[Passage to read start]

Polley is cute, though, and talented, and perfect in the role. And so is Rea [talented and perfect, but not so cute any more; it's been a long time since The Crying Game]. And, for that matter, Smart is perfect too, as the mother who's a complete bitch, but highly effective in her maternal role. And I was just getting to like her too, in other films, like in Disney's 'The Kid' for example. But I have to admire her. She's a great actor. She could end up being America's answer to Judi Dench if she manages her remaining career well.

Bhumika
[India]
warning

A story depicting the restricted situation of women in India. A young girl grows up in a dysfunctional family with an alcoholic father and an overbearing mother. Through the influence of her grandmother, she becomes a singer/actress and repeats the pattern of her parents' life.

At the beginning of the film, you think, based upon a superficial judgment (and because you are led by the imagery to believe it), that the relationship problems are the mother's fault. But later you realize, seeing the same problems unfolding in the daughter's life, that it was the father who drove the mother to do what she did, just as the daughter's badly-chosen husband does.

[Passage to read end]
[Provided information start]

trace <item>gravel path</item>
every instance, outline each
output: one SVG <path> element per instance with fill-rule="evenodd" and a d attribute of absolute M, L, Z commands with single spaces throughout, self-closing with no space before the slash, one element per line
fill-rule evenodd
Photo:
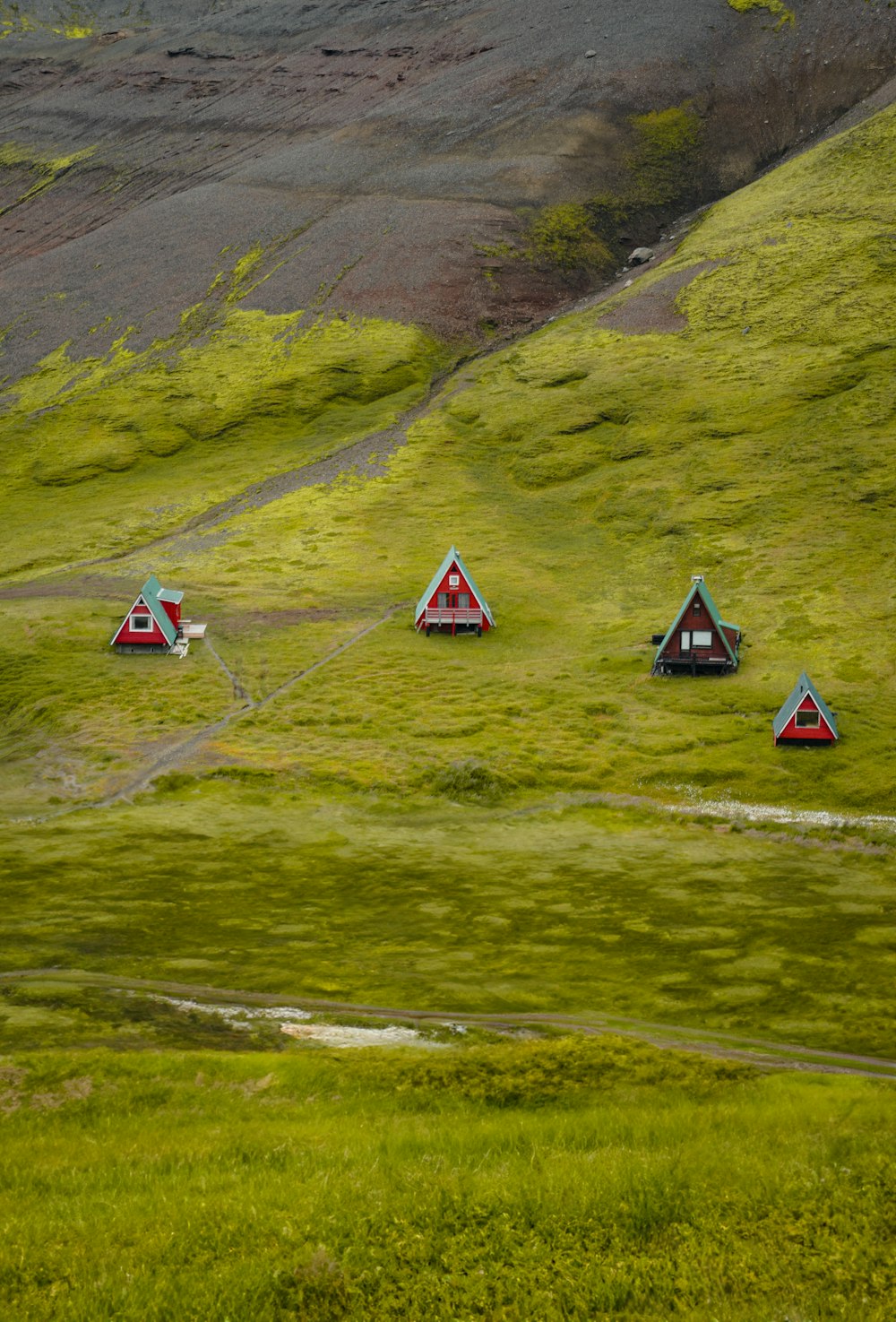
<path fill-rule="evenodd" d="M 156 780 L 156 777 L 163 776 L 169 771 L 176 771 L 178 767 L 181 767 L 184 760 L 192 752 L 194 752 L 201 744 L 204 744 L 207 739 L 211 739 L 213 735 L 219 734 L 222 730 L 226 730 L 227 726 L 233 724 L 235 720 L 242 720 L 243 717 L 247 717 L 251 713 L 258 711 L 260 707 L 266 707 L 268 702 L 274 701 L 274 698 L 278 698 L 288 689 L 292 689 L 293 685 L 299 683 L 301 680 L 307 680 L 308 676 L 315 674 L 315 672 L 320 670 L 321 666 L 329 665 L 330 661 L 334 661 L 337 657 L 342 656 L 342 653 L 348 652 L 349 648 L 353 648 L 355 642 L 359 642 L 361 639 L 366 637 L 369 633 L 373 633 L 373 631 L 378 629 L 381 624 L 385 624 L 387 620 L 391 620 L 391 617 L 398 611 L 404 611 L 407 609 L 407 607 L 408 607 L 407 602 L 400 602 L 398 605 L 390 607 L 389 611 L 386 611 L 385 615 L 381 615 L 378 620 L 374 620 L 373 624 L 366 624 L 363 629 L 358 629 L 357 633 L 353 633 L 352 637 L 348 639 L 345 642 L 340 644 L 340 646 L 333 648 L 332 652 L 328 652 L 318 661 L 315 661 L 312 665 L 305 666 L 304 670 L 299 670 L 297 674 L 291 676 L 288 680 L 278 685 L 276 689 L 272 689 L 271 693 L 266 694 L 263 698 L 259 698 L 258 701 L 247 698 L 244 706 L 239 707 L 235 711 L 229 711 L 218 720 L 209 722 L 209 724 L 202 726 L 200 730 L 194 730 L 193 734 L 190 734 L 186 739 L 182 739 L 180 743 L 173 744 L 170 748 L 167 748 L 165 752 L 161 755 L 161 758 L 157 758 L 156 761 L 151 763 L 148 767 L 144 767 L 144 769 L 140 772 L 139 776 L 136 776 L 133 780 L 130 780 L 126 785 L 123 785 L 120 789 L 116 789 L 114 793 L 106 795 L 103 798 L 91 800 L 90 802 L 70 804 L 69 806 L 61 808 L 53 813 L 41 813 L 40 816 L 34 817 L 16 817 L 12 818 L 11 825 L 37 825 L 40 822 L 56 821 L 58 817 L 67 817 L 71 813 L 81 813 L 96 808 L 111 808 L 112 804 L 119 804 L 123 800 L 131 798 L 132 795 L 139 793 L 141 789 L 147 789 L 152 784 L 152 781 Z M 214 652 L 213 648 L 211 650 Z M 214 654 L 218 658 L 218 661 L 221 661 L 217 653 Z M 227 669 L 223 661 L 221 661 L 221 665 L 223 666 L 227 676 L 230 676 L 234 685 L 242 689 L 241 681 Z"/>
<path fill-rule="evenodd" d="M 654 1023 L 628 1015 L 581 1011 L 580 1014 L 456 1014 L 452 1010 L 408 1010 L 394 1006 L 354 1005 L 348 1001 L 321 1001 L 307 997 L 280 997 L 263 992 L 238 992 L 231 988 L 211 988 L 188 982 L 169 982 L 156 978 L 122 978 L 108 973 L 86 973 L 81 969 L 19 969 L 0 973 L 4 982 L 53 978 L 59 982 L 102 986 L 123 992 L 190 997 L 197 1006 L 214 1009 L 217 1003 L 231 1007 L 271 1006 L 296 1011 L 296 1019 L 308 1014 L 345 1014 L 353 1018 L 392 1019 L 404 1023 L 461 1025 L 514 1032 L 522 1029 L 564 1029 L 570 1032 L 636 1038 L 653 1046 L 698 1051 L 727 1060 L 743 1060 L 763 1069 L 794 1069 L 811 1073 L 859 1075 L 868 1079 L 896 1081 L 896 1060 L 885 1056 L 859 1055 L 851 1051 L 829 1051 L 789 1042 L 769 1042 L 733 1032 L 715 1032 L 675 1023 Z"/>

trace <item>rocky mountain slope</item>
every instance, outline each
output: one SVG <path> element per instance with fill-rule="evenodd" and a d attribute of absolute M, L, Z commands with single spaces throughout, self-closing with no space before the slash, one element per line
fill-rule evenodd
<path fill-rule="evenodd" d="M 33 0 L 0 34 L 7 378 L 169 334 L 256 246 L 246 307 L 526 327 L 896 54 L 883 0 Z"/>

[Provided information end]

What this exercise asks →
- a) Answer these questions about the film reviews:
(i) Which Disney film is named as one where Smart appeared?
(ii) What country is listed for Bhumika?
(iii) In Bhumika, whose influence leads the young girl to become a singer/actress?
- b) Can you return everything from "A story depicting" down to "her parents' life." in the film reviews, copied without changes?
The material has no connection to the film reviews.

Outputs for the tasks →
- a)
(i) 'The Kid'
(ii) India
(iii) Her grandmother's

- b)
A story depicting the restricted situation of women in India. A young girl grows up in a dysfunctional family with an alcoholic father and an overbearing mother. Through the influence of her grandmother, she becomes a singer/actress and repeats the pattern of her parents' life.